**** The data ****

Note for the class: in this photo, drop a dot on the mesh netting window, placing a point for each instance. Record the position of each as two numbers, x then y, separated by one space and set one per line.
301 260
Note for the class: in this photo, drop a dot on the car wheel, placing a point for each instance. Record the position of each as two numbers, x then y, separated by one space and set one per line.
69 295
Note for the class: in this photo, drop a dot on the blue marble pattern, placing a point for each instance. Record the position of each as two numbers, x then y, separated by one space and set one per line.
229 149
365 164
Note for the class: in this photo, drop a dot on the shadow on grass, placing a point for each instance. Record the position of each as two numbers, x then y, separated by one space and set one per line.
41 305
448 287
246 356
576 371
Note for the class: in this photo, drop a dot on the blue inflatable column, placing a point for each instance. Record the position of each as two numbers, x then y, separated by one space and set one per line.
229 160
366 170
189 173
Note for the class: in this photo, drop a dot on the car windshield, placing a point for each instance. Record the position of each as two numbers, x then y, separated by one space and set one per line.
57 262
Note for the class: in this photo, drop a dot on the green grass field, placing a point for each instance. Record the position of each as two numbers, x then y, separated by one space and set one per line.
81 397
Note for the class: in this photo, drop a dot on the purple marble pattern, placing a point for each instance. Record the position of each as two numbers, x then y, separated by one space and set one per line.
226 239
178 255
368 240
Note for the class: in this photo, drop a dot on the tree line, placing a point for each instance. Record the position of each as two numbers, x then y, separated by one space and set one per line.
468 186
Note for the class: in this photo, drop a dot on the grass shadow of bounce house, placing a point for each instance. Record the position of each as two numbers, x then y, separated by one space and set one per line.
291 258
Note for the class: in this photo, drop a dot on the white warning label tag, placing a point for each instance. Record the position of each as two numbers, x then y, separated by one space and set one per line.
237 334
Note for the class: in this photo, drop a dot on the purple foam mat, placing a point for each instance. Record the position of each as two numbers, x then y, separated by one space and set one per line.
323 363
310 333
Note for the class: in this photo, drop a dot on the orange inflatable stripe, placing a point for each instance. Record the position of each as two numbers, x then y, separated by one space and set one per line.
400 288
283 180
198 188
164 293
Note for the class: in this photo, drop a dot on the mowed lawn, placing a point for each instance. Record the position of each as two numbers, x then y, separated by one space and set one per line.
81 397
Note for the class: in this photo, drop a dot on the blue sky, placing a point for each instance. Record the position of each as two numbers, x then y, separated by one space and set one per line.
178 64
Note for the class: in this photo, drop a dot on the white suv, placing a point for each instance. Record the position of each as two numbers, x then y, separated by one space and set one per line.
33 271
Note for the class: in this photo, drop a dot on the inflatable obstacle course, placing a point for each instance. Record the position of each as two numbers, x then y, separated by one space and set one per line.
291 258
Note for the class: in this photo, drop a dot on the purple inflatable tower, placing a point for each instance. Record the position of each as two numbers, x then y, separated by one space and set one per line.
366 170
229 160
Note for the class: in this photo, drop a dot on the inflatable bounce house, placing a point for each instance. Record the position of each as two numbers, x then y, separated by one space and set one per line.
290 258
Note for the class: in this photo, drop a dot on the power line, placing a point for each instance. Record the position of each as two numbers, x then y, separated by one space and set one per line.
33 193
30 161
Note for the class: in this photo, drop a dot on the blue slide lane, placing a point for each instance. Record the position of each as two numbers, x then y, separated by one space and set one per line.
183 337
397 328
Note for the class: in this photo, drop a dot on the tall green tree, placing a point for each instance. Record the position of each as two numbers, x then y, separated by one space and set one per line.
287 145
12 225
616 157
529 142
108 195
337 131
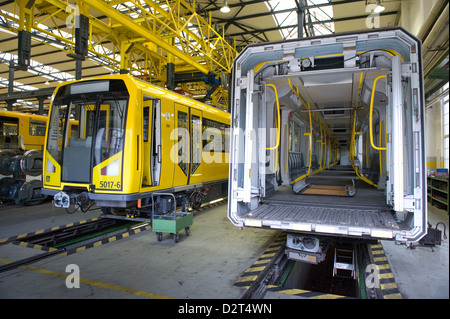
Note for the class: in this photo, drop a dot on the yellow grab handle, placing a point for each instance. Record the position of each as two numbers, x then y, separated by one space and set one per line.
279 118
371 113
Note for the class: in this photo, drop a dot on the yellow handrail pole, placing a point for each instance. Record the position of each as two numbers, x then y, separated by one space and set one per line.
371 115
279 118
310 148
379 153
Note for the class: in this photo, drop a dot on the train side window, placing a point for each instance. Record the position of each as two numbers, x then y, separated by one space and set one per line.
215 136
196 142
183 142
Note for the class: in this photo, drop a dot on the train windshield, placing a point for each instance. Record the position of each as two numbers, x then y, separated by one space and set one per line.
100 132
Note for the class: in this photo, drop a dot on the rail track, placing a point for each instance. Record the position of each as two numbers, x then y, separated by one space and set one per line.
273 272
68 239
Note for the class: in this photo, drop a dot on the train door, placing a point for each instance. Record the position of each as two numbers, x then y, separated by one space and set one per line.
151 142
196 146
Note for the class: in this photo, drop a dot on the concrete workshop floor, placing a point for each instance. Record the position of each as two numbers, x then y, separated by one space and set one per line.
203 265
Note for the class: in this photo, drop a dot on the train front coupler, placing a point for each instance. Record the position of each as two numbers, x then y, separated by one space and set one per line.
64 200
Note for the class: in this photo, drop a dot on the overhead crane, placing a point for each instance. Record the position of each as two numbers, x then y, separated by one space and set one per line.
153 40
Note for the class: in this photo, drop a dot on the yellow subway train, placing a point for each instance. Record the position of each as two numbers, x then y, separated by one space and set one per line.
134 142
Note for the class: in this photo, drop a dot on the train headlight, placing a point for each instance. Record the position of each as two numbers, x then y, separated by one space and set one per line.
50 167
111 169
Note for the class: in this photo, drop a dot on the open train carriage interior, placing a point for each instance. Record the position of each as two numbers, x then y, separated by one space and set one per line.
328 136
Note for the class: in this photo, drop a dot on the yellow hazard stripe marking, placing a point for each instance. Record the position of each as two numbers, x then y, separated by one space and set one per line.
94 282
389 289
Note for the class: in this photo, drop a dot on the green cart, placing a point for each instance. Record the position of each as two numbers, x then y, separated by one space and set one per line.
171 222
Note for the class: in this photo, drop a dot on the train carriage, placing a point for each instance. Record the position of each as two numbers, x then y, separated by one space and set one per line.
134 140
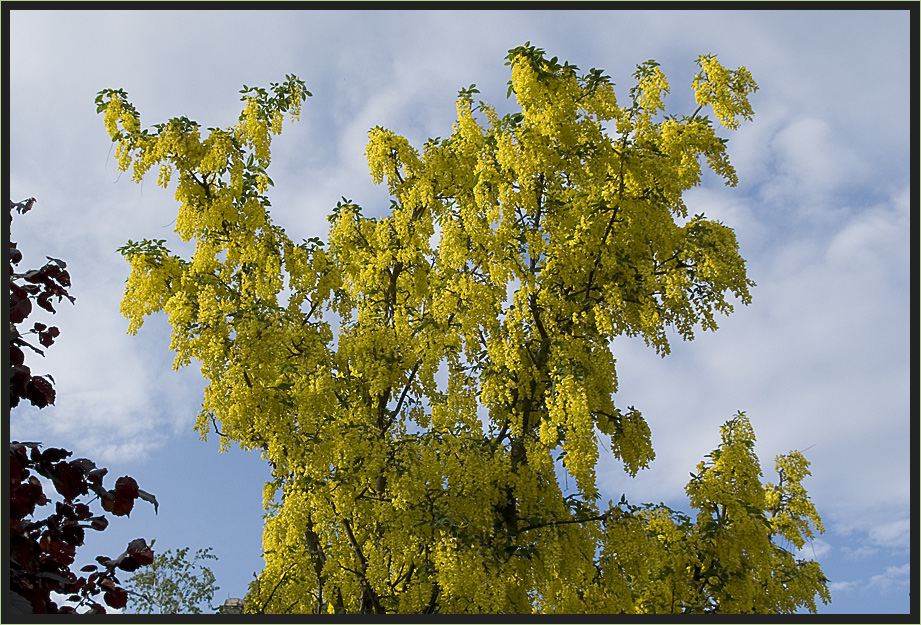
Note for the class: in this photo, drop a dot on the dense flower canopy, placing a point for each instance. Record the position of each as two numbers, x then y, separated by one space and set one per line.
416 449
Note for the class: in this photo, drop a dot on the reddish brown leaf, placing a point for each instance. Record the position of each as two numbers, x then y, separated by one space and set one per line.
40 392
117 598
126 486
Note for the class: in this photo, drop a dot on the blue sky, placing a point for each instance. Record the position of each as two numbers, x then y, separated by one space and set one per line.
818 361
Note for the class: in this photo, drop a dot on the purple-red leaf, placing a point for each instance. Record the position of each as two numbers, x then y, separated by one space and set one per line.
40 392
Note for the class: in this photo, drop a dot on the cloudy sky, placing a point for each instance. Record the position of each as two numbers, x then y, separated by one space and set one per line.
819 361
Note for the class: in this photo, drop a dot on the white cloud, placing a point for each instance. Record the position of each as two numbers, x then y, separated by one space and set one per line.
892 578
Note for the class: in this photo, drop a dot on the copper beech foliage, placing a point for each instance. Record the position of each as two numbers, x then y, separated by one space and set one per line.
422 380
43 550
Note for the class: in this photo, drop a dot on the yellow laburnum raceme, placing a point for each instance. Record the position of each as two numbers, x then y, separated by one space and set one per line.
417 450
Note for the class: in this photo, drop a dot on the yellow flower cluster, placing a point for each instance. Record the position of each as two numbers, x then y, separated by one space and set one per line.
415 435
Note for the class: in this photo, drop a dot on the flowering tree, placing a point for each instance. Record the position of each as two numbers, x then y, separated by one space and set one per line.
415 452
42 550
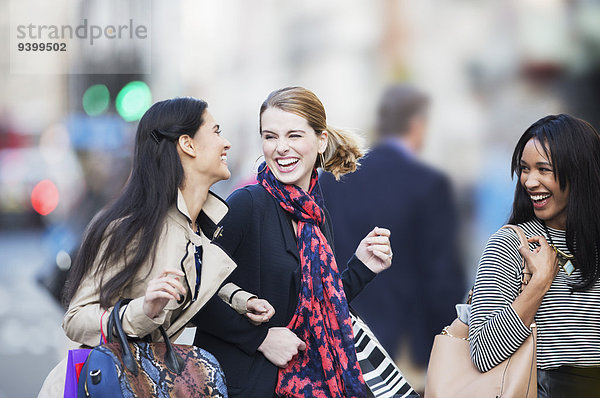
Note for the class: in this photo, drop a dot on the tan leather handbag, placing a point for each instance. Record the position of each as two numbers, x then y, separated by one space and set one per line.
451 372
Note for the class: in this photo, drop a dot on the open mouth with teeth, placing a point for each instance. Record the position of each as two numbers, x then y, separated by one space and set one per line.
287 164
541 200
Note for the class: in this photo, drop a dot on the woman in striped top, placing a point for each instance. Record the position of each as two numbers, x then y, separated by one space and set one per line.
557 161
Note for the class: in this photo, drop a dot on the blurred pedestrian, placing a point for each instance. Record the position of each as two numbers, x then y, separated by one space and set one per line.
394 189
279 233
557 161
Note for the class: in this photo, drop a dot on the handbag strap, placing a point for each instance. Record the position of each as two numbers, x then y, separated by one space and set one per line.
173 361
525 274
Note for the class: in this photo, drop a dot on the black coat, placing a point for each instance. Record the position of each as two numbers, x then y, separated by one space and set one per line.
259 235
415 298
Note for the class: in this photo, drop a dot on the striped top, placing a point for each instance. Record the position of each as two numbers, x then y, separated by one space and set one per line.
568 324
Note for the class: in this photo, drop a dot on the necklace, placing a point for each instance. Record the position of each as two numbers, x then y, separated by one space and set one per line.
565 261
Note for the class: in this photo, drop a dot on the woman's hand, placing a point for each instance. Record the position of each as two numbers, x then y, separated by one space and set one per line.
259 311
542 263
162 289
280 346
375 250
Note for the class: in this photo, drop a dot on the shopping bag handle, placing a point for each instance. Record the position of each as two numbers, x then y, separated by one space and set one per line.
173 361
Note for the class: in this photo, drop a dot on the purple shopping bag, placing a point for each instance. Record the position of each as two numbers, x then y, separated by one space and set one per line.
75 361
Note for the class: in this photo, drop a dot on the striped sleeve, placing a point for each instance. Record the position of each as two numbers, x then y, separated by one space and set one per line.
495 329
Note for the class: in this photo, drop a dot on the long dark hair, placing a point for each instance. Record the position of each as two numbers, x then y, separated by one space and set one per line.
141 207
573 145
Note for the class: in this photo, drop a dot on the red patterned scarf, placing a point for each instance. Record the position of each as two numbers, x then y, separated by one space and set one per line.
328 367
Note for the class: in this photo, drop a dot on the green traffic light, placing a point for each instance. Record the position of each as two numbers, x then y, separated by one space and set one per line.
133 100
95 100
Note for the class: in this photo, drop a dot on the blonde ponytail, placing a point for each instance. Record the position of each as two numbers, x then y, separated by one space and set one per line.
344 149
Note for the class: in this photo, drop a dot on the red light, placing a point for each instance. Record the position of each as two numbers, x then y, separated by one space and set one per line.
44 197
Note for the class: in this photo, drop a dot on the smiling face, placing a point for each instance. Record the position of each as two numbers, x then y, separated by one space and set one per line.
290 146
542 186
210 149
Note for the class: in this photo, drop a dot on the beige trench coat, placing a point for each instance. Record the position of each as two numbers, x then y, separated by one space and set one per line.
175 249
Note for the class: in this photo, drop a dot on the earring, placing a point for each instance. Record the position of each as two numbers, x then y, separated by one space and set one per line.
255 166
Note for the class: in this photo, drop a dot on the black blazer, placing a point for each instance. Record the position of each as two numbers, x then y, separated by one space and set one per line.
416 298
259 235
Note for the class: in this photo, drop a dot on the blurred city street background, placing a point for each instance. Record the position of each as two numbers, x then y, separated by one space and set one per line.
491 68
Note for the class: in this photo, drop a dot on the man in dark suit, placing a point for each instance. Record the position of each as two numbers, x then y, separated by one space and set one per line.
393 189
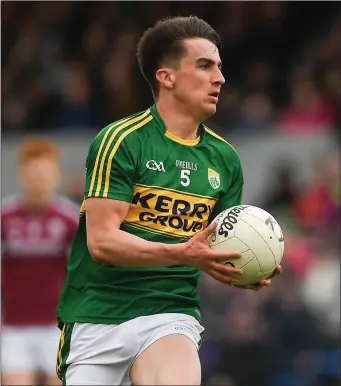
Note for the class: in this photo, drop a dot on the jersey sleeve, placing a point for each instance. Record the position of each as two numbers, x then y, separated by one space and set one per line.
110 168
234 192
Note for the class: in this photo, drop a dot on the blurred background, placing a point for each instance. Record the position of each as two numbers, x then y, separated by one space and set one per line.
69 69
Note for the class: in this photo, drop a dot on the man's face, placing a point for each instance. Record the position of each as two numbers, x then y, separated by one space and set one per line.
198 79
39 177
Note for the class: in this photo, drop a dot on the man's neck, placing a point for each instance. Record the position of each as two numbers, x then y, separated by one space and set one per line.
178 121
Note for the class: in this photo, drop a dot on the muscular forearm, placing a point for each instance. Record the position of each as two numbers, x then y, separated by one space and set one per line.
126 250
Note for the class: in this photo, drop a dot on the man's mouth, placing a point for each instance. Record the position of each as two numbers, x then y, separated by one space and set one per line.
213 96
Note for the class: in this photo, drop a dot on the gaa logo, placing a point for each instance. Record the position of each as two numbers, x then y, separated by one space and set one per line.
157 166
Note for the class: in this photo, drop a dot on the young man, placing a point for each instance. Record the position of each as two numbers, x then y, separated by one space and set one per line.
37 229
129 311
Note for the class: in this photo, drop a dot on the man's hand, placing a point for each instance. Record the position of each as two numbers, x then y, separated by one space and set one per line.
262 283
198 254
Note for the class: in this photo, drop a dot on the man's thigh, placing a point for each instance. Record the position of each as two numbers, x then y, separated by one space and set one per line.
171 360
169 356
94 354
103 354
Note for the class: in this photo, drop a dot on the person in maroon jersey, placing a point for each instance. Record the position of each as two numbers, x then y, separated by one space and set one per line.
37 230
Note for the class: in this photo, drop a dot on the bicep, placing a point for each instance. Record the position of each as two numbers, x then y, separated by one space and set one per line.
103 215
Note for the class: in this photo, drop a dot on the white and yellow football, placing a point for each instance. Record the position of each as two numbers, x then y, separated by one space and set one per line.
256 234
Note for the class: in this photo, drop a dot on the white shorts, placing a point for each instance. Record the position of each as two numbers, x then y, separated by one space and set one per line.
99 354
26 349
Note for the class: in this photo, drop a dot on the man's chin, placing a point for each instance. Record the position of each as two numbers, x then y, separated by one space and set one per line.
210 110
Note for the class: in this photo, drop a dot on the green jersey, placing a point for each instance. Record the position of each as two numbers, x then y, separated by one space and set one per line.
175 187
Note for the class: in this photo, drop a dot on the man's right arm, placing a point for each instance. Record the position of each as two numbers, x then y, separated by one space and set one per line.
108 244
112 164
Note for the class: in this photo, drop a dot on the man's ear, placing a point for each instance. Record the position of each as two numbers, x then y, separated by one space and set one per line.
166 77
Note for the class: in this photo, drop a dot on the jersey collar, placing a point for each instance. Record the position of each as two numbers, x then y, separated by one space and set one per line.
161 124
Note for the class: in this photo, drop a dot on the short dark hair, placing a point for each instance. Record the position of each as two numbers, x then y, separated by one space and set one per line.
162 44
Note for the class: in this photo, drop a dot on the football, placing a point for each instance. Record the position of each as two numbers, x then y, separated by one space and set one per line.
256 234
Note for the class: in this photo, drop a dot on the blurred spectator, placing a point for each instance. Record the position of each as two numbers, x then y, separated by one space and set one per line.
37 229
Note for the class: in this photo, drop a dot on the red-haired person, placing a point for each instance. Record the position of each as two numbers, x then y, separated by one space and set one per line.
38 226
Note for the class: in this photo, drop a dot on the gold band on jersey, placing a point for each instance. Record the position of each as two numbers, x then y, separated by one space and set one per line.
113 151
99 153
175 191
122 124
186 142
113 136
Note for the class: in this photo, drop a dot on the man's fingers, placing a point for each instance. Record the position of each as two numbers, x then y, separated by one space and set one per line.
226 269
207 231
265 283
222 278
223 255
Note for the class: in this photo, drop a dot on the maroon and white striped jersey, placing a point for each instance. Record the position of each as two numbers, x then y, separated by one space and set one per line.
35 247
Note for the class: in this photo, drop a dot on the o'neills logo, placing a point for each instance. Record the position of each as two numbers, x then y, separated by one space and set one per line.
169 211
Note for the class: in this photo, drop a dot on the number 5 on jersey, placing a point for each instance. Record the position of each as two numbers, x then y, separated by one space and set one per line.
185 181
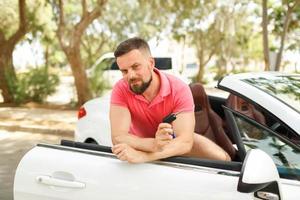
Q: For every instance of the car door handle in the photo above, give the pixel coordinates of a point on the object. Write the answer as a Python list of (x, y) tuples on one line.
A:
[(48, 180)]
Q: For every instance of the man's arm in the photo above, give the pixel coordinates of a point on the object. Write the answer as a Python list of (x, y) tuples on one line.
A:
[(183, 127), (120, 121)]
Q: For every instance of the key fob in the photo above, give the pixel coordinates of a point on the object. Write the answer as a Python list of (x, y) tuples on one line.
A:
[(169, 119)]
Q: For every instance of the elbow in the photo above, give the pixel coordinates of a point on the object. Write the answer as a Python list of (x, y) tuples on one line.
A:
[(116, 140), (187, 147)]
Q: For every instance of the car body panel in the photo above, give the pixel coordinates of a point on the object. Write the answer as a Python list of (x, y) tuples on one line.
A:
[(106, 177)]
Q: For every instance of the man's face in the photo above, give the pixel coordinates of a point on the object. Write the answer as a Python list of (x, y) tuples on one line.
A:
[(136, 67)]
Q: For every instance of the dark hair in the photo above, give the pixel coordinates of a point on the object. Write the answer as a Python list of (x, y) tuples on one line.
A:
[(131, 44)]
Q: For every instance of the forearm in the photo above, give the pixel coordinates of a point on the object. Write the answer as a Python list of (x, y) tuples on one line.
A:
[(174, 148), (141, 144)]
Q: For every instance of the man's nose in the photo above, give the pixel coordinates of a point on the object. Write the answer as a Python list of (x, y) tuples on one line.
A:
[(131, 74)]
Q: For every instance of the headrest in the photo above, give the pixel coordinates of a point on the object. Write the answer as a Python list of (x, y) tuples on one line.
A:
[(199, 95)]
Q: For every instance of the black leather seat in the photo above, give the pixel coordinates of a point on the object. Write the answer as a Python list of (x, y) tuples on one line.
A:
[(208, 123)]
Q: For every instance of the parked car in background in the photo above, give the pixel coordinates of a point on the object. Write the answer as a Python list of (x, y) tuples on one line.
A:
[(111, 73), (260, 120)]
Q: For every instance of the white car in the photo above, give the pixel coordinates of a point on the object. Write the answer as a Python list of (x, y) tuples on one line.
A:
[(266, 164)]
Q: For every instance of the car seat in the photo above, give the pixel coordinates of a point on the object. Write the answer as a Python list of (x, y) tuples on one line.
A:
[(236, 103), (208, 123)]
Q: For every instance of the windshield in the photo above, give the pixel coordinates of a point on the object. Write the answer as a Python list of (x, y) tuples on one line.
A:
[(284, 88)]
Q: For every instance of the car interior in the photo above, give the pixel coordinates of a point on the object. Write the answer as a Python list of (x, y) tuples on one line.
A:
[(210, 119)]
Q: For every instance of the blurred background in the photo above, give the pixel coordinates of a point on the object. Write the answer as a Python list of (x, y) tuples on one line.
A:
[(47, 46)]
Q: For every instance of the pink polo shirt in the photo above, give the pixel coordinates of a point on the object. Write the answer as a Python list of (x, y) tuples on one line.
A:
[(174, 96)]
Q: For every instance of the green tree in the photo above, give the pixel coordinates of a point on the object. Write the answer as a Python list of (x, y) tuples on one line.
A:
[(71, 28), (10, 35)]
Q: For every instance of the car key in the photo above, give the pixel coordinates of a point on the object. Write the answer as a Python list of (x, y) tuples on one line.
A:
[(169, 119)]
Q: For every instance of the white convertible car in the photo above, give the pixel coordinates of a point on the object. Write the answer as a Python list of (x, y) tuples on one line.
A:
[(258, 125)]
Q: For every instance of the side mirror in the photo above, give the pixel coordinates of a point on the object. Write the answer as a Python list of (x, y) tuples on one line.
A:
[(259, 175)]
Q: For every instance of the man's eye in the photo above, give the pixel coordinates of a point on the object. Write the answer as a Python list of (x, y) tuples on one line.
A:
[(135, 67)]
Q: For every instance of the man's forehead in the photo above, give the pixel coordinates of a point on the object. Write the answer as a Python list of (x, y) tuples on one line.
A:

****

What this task involves
Copy the rows verbatim, starting with the line containing "Q: For every instance of the parked" and going on through the line containing "[(71, 28), (10, 35)]", both included.

Worked answer
Q: For every instance of the parked car in background in the photo above, give the pixel coordinates of a point on the object. Write the answer as a Python list of (x, y) tuples on one line.
A:
[(111, 73), (260, 120)]
Q: For every instance of the white car in the photo above, give the pixel coordinates of a point on the object. Write the answer as a Python list of (x, y) tuples on one line.
A:
[(266, 164)]
Q: For every instance of the car seat in the photo above, give the pixel coordinates of a point on the object. Write the answer as a Python list of (x, y) tuples on one line.
A:
[(236, 103), (208, 123)]
Q: For every instance of the windshield in the photo above, give the pixel coordinates of a point on the object. Write the answer as a Python list of (x, y) tuples on one line.
A:
[(284, 88)]
Q: For every instance of the car interior in the photo above, give the pixel coordinates of a point on the object. Write the answer as a Python list of (x, y) tuples on one line.
A:
[(210, 119)]
Q: For every instance of the blurred background in the photo above, give the pixel coordinates of a point on the object. Write the answer as a Python list of (x, y) tuples on one line.
A:
[(47, 46)]
Q: For every instance of the pink polo shirt in the photo above, give the pixel coordinates of a point on the object. Write the answer as a Python list of (x, y) tuples on one line.
A:
[(174, 96)]
Q: For every instance of the green tree in the photo above, give the pixel coordinates of a point on the object. Write the answer as a Python list of (x, y) tuples on one line.
A:
[(71, 28), (10, 35)]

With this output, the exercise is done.